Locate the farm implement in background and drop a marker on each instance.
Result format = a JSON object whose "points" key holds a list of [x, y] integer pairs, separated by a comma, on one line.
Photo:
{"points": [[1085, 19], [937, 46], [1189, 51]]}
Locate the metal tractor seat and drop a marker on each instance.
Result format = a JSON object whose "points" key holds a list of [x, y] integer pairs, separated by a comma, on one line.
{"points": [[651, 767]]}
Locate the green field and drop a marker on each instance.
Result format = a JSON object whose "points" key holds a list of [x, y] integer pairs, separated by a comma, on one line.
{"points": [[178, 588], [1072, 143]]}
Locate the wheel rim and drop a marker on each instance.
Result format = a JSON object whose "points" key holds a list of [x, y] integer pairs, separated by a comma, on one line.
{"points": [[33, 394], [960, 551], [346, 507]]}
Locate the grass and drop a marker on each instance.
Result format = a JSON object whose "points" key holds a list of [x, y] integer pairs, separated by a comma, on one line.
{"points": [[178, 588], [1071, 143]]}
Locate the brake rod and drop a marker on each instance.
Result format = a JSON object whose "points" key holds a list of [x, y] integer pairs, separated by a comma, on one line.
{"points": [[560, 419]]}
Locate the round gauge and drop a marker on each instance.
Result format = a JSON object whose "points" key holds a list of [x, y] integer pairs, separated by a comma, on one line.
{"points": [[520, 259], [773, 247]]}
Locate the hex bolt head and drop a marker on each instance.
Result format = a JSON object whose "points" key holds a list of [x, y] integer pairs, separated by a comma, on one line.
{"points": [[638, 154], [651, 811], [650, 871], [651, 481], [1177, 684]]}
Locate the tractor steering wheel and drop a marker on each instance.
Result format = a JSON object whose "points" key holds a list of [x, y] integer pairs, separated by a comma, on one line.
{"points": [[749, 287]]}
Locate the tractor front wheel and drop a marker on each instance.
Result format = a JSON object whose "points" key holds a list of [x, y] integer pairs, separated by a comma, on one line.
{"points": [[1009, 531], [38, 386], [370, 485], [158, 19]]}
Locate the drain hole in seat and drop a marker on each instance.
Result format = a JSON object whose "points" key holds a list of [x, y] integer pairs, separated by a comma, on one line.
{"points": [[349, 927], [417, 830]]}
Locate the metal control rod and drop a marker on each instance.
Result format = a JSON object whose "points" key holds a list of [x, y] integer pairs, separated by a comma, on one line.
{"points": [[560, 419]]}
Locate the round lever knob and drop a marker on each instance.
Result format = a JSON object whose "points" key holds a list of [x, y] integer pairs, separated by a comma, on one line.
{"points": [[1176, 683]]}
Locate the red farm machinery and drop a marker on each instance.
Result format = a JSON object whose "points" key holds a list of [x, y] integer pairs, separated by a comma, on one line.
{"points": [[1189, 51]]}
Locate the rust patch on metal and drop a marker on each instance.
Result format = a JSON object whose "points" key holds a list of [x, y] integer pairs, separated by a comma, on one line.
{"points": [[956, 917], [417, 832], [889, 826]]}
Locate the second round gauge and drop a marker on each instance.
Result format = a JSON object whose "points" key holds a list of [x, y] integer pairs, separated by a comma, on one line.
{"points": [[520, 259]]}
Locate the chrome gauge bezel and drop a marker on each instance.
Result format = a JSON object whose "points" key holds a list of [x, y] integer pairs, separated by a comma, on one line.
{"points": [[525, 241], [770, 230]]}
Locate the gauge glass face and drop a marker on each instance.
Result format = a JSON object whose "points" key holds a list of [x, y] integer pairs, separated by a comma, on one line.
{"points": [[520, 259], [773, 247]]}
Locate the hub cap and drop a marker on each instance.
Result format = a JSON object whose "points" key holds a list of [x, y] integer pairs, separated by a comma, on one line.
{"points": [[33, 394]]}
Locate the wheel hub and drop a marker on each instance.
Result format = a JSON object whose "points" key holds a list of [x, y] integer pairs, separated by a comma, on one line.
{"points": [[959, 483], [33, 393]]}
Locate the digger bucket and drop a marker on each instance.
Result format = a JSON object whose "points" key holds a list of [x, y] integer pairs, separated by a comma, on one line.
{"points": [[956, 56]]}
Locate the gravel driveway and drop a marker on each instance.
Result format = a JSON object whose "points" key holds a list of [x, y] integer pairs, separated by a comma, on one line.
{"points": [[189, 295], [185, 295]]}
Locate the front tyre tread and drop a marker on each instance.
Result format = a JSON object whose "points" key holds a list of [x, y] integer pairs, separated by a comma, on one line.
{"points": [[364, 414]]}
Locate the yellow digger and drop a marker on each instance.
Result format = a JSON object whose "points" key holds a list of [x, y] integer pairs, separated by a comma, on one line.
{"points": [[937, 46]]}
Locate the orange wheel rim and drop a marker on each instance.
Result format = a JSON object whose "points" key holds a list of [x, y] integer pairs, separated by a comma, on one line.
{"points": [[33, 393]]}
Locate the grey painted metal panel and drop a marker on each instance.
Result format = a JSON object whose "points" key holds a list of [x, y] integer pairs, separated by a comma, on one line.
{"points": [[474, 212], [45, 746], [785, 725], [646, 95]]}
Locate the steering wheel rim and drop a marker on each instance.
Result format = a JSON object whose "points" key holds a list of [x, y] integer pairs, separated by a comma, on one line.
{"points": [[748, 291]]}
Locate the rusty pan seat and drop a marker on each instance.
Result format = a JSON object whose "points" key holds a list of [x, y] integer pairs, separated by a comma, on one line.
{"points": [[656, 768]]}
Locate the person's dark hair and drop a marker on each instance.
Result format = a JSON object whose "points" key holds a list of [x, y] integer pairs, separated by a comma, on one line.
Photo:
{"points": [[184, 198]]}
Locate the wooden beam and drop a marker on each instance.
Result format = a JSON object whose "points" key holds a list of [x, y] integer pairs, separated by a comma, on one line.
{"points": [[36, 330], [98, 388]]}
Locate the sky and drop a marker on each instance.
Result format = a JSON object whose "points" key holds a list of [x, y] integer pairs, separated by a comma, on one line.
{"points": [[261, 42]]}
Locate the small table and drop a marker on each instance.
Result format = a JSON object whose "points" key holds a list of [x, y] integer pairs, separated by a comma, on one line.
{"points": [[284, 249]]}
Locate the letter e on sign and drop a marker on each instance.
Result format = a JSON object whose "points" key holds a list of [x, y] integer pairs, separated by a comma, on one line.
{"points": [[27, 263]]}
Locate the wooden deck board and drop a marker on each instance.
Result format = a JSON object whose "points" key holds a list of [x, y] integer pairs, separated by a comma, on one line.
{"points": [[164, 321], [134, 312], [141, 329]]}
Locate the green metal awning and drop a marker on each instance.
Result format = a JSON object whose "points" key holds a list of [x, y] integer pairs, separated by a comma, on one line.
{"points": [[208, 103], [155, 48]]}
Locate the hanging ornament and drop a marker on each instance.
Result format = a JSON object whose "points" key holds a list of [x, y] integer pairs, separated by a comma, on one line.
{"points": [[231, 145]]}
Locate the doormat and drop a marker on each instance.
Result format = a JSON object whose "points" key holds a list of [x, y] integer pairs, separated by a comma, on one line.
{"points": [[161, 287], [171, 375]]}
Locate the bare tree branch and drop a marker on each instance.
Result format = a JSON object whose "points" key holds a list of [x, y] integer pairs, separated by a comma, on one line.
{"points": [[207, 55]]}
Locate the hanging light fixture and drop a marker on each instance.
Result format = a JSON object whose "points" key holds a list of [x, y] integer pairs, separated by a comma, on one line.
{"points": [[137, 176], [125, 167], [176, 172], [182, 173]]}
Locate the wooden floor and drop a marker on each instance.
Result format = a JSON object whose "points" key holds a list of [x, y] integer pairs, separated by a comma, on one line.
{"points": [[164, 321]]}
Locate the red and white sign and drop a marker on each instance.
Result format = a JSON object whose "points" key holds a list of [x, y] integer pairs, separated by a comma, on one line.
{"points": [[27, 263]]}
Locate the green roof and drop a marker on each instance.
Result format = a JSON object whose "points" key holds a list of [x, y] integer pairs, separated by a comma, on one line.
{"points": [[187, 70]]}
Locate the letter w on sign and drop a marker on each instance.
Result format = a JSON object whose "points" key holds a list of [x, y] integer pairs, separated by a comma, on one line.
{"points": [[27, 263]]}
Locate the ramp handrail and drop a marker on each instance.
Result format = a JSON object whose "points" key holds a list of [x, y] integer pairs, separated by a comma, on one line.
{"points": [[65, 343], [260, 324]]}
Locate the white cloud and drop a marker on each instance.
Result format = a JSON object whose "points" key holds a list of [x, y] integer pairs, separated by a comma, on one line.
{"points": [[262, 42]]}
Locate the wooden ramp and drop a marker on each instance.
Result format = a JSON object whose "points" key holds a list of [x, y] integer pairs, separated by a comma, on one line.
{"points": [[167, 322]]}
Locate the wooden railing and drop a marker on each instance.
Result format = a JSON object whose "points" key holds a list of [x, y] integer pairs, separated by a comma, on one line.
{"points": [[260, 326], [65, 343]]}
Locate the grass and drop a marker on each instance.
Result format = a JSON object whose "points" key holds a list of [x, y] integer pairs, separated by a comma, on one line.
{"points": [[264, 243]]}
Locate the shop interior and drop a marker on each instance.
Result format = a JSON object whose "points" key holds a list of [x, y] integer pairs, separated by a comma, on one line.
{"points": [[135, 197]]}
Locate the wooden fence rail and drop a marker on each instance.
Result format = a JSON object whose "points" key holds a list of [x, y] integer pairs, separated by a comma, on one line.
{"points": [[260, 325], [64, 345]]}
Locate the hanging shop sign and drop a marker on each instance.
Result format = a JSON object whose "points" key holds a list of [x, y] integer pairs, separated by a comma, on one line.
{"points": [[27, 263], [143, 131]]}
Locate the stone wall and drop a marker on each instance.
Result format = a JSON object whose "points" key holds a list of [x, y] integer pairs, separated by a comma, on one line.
=-=-=
-- To do --
Starting with the line above that holds "Locate the red and" and stopping with the line that holds "Locate the wooden ramp", reproduce each line exactly, omitting all other lines.

-- Answer for this exercise --
Locate the red and white sign and drop a marker on each instance.
Result format = a JSON object whose "points" key holds a list of [x, y] integer pairs, separated by a comma, on one line.
{"points": [[27, 263]]}
Locate the green roof and drop a marker on each instance.
Result format = a JSON object whose "points" key holds a list of [x, y] integer pairs, separated by a comma, on one line.
{"points": [[187, 70]]}
Locate the letter w on sign and drop a marker on each instance.
Result format = a JSON object whose "points" key holds a list of [x, y] integer pairs, separated by a comma, on one line.
{"points": [[27, 263]]}
Locate the ramp handrail and drop a marker on each instance.
Result format = a JSON object whose "points" key holds a list of [x, y] integer pairs, separated by a comma, on one line.
{"points": [[65, 343], [260, 324]]}
Locate the white cloud and drop a marker on each instance.
Result format = a JSON object whose "points" key holds a list of [x, y] integer pairs, separated by a comma, on one line.
{"points": [[262, 42]]}
Locate the wooden ramp and drop a marker on each instance.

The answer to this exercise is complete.